=== YOUR INSTRUCTIONS ===
Copy the listing below word for word, omitting the pictures.

=== INPUT RECORDS ===
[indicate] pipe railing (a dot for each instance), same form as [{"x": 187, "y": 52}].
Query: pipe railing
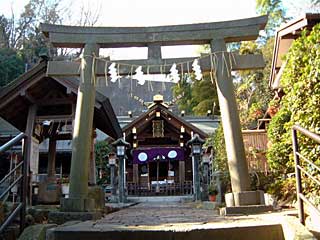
[
  {"x": 298, "y": 158},
  {"x": 19, "y": 181}
]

=== IN RESPONSE ===
[indicate] pipe railing (a dot for each instance), same form as [{"x": 187, "y": 52}].
Query: pipe railing
[
  {"x": 298, "y": 158},
  {"x": 19, "y": 181}
]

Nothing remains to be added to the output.